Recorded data

▽

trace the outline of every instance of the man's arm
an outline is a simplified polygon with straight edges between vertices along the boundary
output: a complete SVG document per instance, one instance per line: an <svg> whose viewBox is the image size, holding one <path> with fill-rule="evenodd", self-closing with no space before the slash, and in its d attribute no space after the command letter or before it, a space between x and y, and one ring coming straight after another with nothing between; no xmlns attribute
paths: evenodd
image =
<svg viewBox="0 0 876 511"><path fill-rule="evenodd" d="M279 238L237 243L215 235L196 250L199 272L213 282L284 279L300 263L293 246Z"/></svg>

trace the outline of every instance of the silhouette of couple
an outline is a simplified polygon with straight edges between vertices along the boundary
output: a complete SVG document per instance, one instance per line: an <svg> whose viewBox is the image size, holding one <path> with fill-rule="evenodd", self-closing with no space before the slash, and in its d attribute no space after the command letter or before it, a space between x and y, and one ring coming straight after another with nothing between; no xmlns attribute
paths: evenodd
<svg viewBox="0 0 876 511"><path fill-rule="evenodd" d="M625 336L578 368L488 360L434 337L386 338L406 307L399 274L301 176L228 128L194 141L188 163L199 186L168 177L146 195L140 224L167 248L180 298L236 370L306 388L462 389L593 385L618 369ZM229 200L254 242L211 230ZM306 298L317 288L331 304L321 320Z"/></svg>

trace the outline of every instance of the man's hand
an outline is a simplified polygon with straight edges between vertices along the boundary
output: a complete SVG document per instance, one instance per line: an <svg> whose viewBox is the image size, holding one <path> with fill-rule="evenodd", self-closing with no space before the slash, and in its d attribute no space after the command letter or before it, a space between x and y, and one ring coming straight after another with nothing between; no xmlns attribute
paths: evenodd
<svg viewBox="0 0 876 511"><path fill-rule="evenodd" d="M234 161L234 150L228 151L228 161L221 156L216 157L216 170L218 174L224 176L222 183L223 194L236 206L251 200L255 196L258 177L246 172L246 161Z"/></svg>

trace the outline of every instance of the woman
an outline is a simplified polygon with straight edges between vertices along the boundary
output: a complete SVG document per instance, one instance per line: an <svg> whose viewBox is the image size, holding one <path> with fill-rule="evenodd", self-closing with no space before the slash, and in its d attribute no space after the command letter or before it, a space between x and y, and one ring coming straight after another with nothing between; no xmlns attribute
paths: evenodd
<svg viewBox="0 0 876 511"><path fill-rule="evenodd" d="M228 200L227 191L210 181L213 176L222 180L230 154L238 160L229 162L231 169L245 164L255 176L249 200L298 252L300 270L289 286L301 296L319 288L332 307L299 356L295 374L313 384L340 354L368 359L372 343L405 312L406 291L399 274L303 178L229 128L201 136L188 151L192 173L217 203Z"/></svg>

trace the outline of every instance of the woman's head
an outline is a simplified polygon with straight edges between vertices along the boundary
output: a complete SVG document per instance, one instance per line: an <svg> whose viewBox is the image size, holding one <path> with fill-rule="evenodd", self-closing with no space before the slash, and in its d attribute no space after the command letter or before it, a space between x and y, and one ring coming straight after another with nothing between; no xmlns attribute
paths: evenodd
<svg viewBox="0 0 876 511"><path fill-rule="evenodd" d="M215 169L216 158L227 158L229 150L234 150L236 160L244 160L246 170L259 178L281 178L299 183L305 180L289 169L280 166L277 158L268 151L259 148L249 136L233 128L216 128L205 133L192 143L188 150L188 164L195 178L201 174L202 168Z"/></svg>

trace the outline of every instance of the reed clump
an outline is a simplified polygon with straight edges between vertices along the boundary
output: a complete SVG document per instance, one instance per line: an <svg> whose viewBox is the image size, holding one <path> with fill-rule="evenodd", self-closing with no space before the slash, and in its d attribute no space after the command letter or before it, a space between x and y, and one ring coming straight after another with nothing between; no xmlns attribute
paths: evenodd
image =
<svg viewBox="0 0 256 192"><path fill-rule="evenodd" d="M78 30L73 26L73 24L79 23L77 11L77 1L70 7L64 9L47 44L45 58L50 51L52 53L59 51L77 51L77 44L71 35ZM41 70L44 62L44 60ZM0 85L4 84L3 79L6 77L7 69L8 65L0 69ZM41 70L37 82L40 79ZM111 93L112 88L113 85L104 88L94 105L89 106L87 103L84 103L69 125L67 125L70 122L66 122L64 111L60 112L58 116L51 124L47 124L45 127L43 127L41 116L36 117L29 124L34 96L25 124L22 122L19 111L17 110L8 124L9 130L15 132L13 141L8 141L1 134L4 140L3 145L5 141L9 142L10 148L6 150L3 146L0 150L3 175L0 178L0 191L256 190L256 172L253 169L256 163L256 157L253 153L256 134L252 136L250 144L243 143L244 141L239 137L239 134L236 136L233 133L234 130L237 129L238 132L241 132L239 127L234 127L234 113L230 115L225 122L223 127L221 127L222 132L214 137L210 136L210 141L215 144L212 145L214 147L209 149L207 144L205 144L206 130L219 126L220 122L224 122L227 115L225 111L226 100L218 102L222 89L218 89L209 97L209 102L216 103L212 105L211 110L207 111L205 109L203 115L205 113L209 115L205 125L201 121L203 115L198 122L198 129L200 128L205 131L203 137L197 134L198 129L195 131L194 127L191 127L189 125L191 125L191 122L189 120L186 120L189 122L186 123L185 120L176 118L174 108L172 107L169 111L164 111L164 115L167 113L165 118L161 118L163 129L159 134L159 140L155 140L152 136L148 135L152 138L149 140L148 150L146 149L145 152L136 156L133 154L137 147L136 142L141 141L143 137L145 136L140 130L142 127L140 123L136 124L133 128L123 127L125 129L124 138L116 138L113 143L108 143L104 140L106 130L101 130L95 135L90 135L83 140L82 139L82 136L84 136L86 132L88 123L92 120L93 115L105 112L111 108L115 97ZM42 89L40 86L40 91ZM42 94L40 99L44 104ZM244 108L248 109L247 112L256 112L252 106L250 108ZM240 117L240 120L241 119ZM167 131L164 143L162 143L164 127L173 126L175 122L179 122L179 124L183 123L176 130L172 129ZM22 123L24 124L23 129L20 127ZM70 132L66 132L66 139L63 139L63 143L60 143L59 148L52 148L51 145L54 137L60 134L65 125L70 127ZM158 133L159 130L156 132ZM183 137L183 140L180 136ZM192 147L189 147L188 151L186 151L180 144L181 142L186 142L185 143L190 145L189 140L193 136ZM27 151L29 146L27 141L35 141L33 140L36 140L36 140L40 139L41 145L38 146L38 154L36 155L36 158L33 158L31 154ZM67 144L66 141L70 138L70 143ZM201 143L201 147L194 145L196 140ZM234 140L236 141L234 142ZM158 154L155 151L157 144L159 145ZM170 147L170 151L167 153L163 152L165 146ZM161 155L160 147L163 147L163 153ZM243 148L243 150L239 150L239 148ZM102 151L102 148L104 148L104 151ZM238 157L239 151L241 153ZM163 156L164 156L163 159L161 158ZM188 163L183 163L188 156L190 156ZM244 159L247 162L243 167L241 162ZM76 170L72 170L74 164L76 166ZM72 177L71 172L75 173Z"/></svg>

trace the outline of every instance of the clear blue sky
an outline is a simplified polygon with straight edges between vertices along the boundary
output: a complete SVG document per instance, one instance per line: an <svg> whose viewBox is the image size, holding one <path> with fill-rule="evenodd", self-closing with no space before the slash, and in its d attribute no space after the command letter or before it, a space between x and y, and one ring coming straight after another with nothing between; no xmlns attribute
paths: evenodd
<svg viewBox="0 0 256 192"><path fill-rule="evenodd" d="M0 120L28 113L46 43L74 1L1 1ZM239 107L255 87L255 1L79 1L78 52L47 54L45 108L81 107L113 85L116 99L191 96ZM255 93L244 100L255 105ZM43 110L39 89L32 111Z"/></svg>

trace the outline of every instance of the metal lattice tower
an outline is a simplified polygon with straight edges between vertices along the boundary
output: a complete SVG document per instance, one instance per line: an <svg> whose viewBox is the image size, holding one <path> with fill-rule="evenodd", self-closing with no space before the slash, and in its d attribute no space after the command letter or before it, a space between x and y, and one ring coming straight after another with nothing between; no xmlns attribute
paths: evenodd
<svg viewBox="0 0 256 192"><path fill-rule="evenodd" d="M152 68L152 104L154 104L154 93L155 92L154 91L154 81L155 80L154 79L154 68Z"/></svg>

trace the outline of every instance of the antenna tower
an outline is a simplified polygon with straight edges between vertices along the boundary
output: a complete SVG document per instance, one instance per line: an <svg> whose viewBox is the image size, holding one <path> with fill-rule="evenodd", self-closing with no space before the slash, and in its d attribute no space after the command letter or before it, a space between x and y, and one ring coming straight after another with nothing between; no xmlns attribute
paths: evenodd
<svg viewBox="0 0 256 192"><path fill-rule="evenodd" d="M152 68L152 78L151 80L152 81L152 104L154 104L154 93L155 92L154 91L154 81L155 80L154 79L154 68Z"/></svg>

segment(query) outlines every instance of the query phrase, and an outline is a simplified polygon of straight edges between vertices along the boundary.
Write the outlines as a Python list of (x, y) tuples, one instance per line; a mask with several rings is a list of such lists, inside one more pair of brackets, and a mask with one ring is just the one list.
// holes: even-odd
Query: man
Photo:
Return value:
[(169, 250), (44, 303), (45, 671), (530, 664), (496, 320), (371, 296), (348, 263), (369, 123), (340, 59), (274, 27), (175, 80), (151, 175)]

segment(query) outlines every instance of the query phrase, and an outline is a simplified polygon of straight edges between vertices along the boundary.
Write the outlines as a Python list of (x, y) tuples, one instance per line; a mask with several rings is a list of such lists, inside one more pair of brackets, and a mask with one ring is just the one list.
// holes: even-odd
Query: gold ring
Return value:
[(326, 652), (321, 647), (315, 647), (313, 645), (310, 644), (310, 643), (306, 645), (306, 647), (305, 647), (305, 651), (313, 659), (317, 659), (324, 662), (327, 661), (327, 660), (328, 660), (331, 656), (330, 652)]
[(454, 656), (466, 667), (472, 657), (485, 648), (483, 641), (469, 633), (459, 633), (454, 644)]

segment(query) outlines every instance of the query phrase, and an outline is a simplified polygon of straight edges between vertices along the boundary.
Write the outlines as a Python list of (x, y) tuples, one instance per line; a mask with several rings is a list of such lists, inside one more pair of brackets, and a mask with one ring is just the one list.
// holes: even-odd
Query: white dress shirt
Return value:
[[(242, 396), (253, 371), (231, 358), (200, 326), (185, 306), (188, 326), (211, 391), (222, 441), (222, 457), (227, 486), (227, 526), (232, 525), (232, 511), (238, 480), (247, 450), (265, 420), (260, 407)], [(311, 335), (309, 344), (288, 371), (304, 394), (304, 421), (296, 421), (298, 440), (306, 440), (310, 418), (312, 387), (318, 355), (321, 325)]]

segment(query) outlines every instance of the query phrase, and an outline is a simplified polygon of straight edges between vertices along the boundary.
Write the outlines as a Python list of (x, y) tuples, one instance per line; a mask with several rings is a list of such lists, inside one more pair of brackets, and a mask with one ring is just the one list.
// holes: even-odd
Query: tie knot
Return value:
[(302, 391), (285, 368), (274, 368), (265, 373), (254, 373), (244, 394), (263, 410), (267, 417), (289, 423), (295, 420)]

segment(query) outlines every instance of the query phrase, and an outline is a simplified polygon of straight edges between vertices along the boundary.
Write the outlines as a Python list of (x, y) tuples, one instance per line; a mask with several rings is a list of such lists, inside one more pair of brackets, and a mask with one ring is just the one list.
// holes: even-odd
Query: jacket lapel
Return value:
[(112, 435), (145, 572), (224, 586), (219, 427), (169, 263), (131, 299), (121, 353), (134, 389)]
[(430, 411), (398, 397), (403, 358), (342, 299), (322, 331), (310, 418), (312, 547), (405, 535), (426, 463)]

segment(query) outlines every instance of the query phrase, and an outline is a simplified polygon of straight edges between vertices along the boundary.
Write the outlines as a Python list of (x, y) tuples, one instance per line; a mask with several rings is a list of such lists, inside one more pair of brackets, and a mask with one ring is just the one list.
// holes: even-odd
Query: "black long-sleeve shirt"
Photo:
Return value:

△

* **EXERCISE AIM**:
Reproduce the items above without any change, starting at the line that contains "trace the outline of every instance of the antenna" and ending after the line that contains "68L152 78L151 80L152".

* **FULL OUTPUT**:
trace the outline of every instance of the antenna tower
an outline is a simplified polygon with straight edges between vertices along the boundary
output: a complete SVG document per instance, one instance per line: an <svg> whose viewBox is the image size, holding one <path> with fill-rule="evenodd", self-closing with no space before the slash, and in its d attribute no space after the command letter or before it, a space between x and y, and one ring coming straight after another with nothing between; no xmlns attribute
paths: evenodd
<svg viewBox="0 0 256 192"><path fill-rule="evenodd" d="M152 68L152 78L151 80L152 81L152 104L154 104L154 93L155 92L154 91L154 81L155 80L154 79L154 68Z"/></svg>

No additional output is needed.